## Consigne
Pouvez-vous recopier intégralement, sans la moindre modification, le texte fourni ci-dessous ?

## Texte fourni
------------------------------------
Hitchcock fait avec Mon oncle Charlie (euh, L'Ombre d'un doute) tout ce qu'il ne fait jamais : Il n'amuse pas, il ne surprend pas, il n'éblouit pas.
Quand l'idolâtré oncle Charlie annonce son arrivée hâtive à Los Angeles, pour retrouver sa sœur, son mari et ses trois enfants, c'est un miracle qui semble redonner vie à cette famille. Cette famille américaine « traditionnelle », enlisée dans sa cité pavillonnaire des plus communes et barbantes, s'apprête à retrouver la joie de vivre et tout cela grâce à l'arrivée du seul homme capable de transformer les grimaces en sourire : Charlie ; mais appelons le Charles, pour mieux nous y retrouver.
------------------------------------
## Informations extraites
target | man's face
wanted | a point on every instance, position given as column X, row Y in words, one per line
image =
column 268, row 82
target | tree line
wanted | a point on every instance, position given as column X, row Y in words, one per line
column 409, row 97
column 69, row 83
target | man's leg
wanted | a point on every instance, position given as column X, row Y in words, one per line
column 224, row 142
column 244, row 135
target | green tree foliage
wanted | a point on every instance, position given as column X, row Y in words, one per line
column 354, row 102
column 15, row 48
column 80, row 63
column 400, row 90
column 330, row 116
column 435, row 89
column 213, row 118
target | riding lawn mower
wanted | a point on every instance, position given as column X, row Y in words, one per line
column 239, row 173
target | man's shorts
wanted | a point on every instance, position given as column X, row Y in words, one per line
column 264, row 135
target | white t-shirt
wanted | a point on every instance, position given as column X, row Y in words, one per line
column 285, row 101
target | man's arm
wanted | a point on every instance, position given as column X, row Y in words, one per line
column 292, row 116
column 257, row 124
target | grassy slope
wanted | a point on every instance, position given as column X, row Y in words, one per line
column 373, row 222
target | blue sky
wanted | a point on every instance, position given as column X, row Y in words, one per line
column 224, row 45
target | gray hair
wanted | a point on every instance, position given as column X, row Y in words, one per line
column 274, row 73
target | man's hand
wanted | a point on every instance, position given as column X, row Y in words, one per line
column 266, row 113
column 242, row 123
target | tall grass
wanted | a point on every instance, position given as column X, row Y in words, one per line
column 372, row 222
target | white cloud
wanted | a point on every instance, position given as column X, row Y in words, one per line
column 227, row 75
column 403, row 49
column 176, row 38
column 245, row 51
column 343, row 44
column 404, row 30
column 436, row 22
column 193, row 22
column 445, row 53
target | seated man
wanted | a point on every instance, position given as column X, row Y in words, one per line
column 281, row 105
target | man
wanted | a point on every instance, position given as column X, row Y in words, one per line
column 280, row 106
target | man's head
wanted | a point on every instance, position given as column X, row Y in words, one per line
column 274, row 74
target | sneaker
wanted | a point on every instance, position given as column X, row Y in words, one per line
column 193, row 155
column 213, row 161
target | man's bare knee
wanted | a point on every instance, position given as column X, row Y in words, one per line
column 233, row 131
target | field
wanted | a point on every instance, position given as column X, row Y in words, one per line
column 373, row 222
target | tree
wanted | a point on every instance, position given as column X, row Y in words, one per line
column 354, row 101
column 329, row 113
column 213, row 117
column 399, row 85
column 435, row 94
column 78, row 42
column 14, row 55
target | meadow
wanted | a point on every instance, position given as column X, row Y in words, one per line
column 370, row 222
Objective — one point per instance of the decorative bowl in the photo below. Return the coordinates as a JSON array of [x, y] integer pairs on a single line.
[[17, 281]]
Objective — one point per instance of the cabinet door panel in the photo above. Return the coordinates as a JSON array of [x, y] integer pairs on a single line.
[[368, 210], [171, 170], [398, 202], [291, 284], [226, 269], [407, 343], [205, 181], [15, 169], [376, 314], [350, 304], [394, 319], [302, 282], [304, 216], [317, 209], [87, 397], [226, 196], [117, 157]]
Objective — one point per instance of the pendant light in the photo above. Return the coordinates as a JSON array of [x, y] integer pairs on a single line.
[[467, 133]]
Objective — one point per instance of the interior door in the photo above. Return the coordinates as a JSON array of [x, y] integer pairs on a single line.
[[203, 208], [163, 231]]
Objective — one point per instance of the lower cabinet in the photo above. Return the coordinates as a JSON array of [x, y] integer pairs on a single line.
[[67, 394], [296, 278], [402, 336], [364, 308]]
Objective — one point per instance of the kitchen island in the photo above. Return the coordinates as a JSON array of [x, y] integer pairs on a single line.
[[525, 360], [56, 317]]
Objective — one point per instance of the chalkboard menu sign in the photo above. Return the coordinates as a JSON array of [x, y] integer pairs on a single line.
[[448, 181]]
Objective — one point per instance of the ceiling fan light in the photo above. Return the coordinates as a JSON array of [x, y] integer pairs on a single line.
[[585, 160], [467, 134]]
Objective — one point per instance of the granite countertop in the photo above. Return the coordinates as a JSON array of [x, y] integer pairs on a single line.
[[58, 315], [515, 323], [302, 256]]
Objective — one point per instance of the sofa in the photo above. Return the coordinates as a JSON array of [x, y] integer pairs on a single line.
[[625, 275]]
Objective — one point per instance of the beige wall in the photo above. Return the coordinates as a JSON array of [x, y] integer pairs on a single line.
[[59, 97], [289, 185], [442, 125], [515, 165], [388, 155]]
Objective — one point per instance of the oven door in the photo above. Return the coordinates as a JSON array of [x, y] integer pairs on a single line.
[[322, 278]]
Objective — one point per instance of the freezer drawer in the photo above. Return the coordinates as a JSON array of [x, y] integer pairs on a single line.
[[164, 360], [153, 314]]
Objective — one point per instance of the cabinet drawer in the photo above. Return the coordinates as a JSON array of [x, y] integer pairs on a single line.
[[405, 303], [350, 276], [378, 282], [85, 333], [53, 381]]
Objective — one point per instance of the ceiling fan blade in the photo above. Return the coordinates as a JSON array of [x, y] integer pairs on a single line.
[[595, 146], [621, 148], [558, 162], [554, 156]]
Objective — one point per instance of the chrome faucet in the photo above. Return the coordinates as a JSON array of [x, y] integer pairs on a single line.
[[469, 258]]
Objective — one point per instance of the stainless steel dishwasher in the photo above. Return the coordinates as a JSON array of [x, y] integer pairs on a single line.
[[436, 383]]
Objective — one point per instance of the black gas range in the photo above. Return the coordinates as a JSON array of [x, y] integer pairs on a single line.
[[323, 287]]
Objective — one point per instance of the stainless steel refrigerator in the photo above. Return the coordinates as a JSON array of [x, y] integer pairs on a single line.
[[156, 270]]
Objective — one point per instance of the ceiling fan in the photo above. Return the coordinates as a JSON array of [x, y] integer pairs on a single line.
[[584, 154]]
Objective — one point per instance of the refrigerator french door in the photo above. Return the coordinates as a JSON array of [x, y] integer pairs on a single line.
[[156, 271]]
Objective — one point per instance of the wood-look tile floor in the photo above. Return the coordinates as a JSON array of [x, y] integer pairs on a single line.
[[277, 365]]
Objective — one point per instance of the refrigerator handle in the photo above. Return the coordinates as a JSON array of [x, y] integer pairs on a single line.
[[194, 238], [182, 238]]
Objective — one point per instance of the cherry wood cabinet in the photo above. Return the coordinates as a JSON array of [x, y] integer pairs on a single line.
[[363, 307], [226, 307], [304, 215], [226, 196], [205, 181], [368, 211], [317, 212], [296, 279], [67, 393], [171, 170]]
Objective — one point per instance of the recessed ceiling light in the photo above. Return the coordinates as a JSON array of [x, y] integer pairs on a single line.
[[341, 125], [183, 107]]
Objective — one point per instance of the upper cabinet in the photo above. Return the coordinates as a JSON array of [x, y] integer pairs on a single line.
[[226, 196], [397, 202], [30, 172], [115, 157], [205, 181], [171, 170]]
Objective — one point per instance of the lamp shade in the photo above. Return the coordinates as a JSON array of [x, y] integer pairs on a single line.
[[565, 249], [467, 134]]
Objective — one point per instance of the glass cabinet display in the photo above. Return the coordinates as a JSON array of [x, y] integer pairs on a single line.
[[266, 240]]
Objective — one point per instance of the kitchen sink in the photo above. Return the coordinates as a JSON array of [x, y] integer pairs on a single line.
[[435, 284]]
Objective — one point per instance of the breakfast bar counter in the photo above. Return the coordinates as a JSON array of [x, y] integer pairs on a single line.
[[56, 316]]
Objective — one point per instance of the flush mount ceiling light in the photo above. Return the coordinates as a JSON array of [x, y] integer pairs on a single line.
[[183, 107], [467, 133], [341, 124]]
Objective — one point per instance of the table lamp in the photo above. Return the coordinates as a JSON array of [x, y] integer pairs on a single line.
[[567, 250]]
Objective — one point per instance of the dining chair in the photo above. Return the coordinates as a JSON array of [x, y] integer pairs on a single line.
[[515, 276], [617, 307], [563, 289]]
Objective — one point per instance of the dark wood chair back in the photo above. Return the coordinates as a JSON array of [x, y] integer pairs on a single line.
------------------------------------
## Solution
Hitchcock fait avec Mon oncle Charlie (euh, L'Ombre d'un doute) tout ce qu'il ne fait jamais : Il n'amuse pas, il ne surprend pas, il n'éblouit pas.
Quand l'idolâtré oncle Charlie annonce son arrivée hâtive à Los Angeles, pour retrouver sa sœur, son mari et ses trois enfants, c'est un miracle qui semble redonner vie à cette famille. Cette famille américaine « traditionnelle », enlisée dans sa cité pavillonnaire des plus communes et barbantes, s'apprête à retrouver la joie de vivre et tout cela grâce à l'arrivée du seul homme capable de transformer les grimaces en sourire : Charlie ; mais appelons le Charles, pour mieux nous y retrouver.